◆ **Coordinate annotation records**:
* begin *

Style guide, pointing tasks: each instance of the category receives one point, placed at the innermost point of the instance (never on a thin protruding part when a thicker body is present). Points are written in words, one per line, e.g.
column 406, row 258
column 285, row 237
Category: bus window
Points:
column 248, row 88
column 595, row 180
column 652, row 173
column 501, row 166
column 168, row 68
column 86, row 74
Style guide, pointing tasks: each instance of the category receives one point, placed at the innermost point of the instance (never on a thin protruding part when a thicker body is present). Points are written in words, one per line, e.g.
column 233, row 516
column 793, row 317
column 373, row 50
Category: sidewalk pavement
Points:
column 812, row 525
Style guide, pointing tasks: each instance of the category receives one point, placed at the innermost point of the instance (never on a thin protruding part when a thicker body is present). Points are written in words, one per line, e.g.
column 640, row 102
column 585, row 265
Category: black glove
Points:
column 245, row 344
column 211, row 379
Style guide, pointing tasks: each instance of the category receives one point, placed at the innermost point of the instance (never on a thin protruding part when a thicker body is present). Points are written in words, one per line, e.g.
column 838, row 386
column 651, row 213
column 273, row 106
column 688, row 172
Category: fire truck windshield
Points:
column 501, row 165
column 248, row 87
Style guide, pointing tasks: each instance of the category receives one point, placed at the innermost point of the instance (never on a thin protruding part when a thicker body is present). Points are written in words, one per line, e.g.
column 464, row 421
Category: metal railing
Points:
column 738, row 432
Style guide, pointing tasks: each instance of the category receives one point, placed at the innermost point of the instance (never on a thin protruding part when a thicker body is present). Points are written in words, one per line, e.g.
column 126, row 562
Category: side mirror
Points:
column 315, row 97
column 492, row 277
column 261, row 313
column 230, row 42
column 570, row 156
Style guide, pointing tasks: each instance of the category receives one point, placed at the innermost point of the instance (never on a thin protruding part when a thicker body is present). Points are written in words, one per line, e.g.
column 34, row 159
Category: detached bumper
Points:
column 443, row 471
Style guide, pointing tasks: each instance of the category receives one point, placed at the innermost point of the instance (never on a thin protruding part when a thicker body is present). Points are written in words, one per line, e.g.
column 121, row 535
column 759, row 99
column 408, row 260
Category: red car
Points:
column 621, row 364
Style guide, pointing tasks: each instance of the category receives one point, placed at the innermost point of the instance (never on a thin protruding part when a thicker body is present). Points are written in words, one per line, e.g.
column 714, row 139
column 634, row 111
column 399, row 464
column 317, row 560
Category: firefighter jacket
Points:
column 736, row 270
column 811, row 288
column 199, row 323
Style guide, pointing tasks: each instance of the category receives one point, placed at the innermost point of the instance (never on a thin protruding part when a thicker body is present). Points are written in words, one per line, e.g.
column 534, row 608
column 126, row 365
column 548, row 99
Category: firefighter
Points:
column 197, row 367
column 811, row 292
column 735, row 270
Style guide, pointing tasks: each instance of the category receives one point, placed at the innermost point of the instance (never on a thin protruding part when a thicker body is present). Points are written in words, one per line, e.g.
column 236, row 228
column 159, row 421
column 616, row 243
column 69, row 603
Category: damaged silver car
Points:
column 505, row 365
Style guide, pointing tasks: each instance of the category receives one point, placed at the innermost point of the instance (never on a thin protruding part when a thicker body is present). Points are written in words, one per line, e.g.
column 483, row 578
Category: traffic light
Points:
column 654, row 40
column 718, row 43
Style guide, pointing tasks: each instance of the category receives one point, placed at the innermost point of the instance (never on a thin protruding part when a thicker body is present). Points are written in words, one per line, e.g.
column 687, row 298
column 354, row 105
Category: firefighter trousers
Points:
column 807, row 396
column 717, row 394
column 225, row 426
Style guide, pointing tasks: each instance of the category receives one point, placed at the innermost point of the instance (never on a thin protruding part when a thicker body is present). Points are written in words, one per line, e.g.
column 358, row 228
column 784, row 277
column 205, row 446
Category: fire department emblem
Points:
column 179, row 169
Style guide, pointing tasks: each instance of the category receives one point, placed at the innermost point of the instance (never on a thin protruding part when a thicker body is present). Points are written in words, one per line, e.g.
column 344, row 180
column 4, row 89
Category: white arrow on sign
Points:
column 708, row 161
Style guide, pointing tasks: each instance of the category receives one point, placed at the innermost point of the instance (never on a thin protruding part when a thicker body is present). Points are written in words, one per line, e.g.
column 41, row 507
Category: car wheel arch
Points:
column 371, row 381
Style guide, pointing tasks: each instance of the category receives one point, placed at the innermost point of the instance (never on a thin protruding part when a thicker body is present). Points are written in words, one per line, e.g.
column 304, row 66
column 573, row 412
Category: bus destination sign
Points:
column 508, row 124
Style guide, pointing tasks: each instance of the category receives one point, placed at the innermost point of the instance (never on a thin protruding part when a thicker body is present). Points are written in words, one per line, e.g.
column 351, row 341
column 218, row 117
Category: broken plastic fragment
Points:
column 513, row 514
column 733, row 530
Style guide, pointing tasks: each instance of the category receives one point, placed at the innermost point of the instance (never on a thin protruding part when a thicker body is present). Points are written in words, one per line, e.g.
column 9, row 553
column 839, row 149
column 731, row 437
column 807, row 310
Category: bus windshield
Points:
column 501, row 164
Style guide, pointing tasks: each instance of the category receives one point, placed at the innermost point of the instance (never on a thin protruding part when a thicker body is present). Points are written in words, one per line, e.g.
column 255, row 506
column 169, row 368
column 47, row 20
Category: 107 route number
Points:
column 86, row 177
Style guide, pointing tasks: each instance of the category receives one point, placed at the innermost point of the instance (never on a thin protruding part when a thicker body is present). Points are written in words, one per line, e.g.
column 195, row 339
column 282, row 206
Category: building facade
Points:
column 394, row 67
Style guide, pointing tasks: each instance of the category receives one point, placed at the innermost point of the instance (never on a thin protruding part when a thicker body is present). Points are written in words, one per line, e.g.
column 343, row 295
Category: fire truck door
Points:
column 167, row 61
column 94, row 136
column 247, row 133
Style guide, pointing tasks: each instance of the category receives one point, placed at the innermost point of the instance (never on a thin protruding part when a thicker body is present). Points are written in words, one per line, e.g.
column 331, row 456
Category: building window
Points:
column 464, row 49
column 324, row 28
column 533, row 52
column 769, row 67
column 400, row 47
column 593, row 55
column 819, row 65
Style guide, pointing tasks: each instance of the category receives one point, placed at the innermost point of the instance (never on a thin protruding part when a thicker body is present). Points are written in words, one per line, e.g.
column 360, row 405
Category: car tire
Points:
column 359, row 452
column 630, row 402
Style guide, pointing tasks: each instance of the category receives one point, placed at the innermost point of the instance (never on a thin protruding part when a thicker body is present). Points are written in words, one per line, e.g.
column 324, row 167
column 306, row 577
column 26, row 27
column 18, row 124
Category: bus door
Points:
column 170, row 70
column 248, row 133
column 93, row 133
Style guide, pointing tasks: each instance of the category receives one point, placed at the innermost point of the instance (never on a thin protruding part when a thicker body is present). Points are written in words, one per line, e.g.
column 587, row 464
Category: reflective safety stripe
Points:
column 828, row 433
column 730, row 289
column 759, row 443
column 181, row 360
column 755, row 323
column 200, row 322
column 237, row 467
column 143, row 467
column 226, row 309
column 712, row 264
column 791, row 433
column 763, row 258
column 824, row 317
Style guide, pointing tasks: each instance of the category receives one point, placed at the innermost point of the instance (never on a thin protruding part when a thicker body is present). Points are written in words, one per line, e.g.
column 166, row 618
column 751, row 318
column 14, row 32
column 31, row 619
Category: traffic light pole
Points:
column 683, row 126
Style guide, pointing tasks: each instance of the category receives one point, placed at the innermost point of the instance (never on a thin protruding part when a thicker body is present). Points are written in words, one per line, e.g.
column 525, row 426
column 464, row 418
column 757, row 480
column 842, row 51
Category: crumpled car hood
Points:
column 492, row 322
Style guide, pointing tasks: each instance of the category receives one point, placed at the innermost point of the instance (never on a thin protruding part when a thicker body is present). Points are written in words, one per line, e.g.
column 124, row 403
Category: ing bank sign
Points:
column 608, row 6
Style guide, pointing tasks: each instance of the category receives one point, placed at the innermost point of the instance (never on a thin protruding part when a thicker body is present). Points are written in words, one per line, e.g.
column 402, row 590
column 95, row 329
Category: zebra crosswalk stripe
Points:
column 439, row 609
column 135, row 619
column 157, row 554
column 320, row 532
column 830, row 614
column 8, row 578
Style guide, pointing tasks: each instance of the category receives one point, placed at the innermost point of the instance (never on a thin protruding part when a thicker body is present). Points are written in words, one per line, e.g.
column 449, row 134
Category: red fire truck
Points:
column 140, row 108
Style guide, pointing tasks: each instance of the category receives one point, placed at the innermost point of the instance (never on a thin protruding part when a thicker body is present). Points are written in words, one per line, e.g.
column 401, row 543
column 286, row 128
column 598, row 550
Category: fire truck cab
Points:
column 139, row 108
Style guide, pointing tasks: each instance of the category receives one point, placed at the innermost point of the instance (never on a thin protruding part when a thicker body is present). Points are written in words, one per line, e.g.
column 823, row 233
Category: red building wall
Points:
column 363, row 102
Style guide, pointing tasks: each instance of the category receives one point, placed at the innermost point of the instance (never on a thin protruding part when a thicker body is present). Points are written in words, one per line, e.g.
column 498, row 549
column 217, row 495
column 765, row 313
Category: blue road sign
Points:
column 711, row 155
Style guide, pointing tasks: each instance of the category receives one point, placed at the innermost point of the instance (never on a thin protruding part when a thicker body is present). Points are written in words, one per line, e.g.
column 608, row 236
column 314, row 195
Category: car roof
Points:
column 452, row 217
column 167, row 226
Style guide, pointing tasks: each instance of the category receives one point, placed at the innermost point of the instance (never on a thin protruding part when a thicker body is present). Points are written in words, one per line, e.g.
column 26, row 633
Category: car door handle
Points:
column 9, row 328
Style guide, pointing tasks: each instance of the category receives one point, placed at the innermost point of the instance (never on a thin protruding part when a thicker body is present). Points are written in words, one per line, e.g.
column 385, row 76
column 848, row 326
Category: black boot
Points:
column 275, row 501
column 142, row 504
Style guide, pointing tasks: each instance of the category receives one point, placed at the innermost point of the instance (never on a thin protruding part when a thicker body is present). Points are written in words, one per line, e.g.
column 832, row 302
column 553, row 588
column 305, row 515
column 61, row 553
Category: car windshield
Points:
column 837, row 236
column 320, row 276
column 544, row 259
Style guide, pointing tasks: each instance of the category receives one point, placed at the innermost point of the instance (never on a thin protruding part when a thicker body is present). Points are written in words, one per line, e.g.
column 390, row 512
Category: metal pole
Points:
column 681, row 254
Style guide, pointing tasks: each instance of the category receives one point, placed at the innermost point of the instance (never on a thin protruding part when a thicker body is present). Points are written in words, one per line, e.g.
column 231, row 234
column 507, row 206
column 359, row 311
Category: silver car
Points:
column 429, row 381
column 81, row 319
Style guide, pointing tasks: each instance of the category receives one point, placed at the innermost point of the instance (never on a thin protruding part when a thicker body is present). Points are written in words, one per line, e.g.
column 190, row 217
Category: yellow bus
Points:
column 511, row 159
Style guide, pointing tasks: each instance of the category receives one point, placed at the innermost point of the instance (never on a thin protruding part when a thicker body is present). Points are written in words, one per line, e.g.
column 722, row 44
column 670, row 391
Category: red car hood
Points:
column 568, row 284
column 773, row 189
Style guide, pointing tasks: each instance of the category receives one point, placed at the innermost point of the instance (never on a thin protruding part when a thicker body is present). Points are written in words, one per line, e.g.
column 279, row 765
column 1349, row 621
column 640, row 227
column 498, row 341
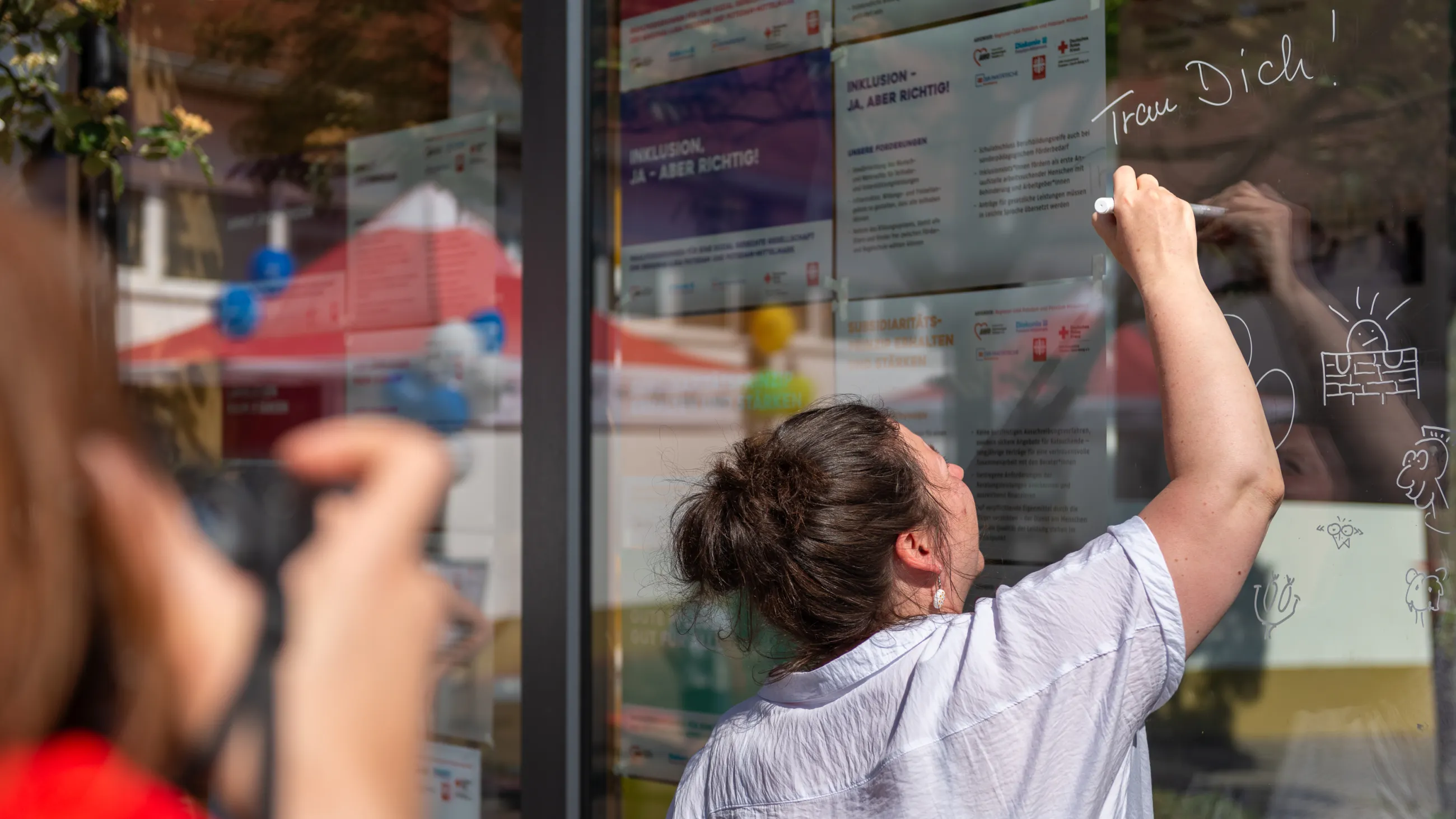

* end *

◆ **Task to complete**: List every line of the entries above that contains the string "metal". Matching is case-sensitive.

◆ **Result of this exercise**:
Category: metal railing
Category: metal pole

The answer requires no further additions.